▶ [WHAT THE TASK REQUIRES]: Could you reproduce every record below word for word, leaving the pictures out?

▶ [DATA FOR THIS EXERCISE]:
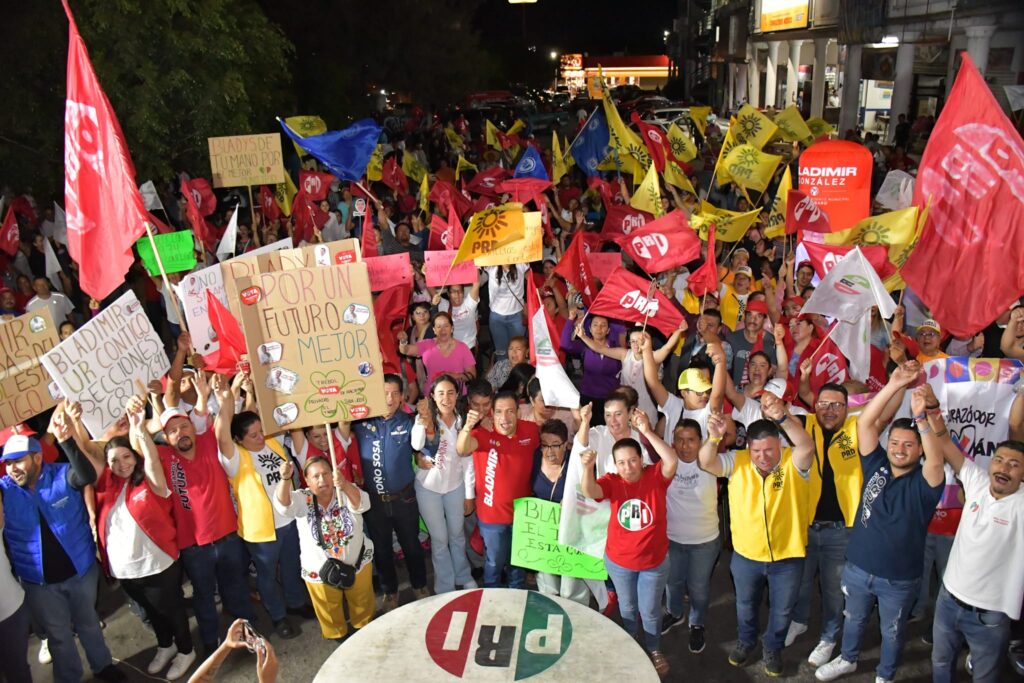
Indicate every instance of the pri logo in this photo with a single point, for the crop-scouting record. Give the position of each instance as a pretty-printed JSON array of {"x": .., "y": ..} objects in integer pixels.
[{"x": 466, "y": 634}]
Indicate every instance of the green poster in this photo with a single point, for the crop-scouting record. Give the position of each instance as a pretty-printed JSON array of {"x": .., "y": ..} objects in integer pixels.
[
  {"x": 535, "y": 543},
  {"x": 177, "y": 251}
]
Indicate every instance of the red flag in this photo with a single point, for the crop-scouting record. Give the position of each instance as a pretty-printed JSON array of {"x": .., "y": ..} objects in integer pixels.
[
  {"x": 102, "y": 201},
  {"x": 627, "y": 297},
  {"x": 972, "y": 173},
  {"x": 663, "y": 244},
  {"x": 574, "y": 268},
  {"x": 315, "y": 184}
]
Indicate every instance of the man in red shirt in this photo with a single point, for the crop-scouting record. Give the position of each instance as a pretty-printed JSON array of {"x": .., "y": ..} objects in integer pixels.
[{"x": 503, "y": 459}]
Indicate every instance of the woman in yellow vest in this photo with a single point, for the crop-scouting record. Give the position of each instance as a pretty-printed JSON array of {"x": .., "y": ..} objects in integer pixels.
[{"x": 253, "y": 466}]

▶ [RESPONSE TO THIS EXERCISE]:
Indicate every instance of the pri logo in this photo with a single point, for the crop-scouting record. Give the position of each instance as a pretty-printed JSON array of {"x": .., "y": ..} objects in integer pixels.
[{"x": 466, "y": 634}]
Indicate every instance of the green poster in this photo with a single point, for the crop-scouting record. Give the position of each instance as a pretty-printed JSON array of {"x": .., "y": ..} objects in integer pixels.
[
  {"x": 535, "y": 543},
  {"x": 177, "y": 251}
]
Indicate every instance of the red flag in this photo with a single point, for the crop-scouting record. Give the position of each instance as a pretty-printed JSON array of {"x": .., "y": ..} objects in integer pixels.
[
  {"x": 102, "y": 201},
  {"x": 627, "y": 297},
  {"x": 972, "y": 173},
  {"x": 663, "y": 244},
  {"x": 574, "y": 268},
  {"x": 315, "y": 184}
]
Indicate every instance of the man in red shirt in this photo with a single point, for the crop-scouting record. Give the position of each instance as a pretty-printed JSON array of {"x": .., "y": ..} objects in integer pixels.
[{"x": 503, "y": 459}]
Indicate every instance of the woman in yellow vest in this photo with a single point, for the crop-scouting record. Give the position of each instance as a pretty-printed JSON array of {"x": .., "y": ..} objects in integer pixels.
[{"x": 253, "y": 466}]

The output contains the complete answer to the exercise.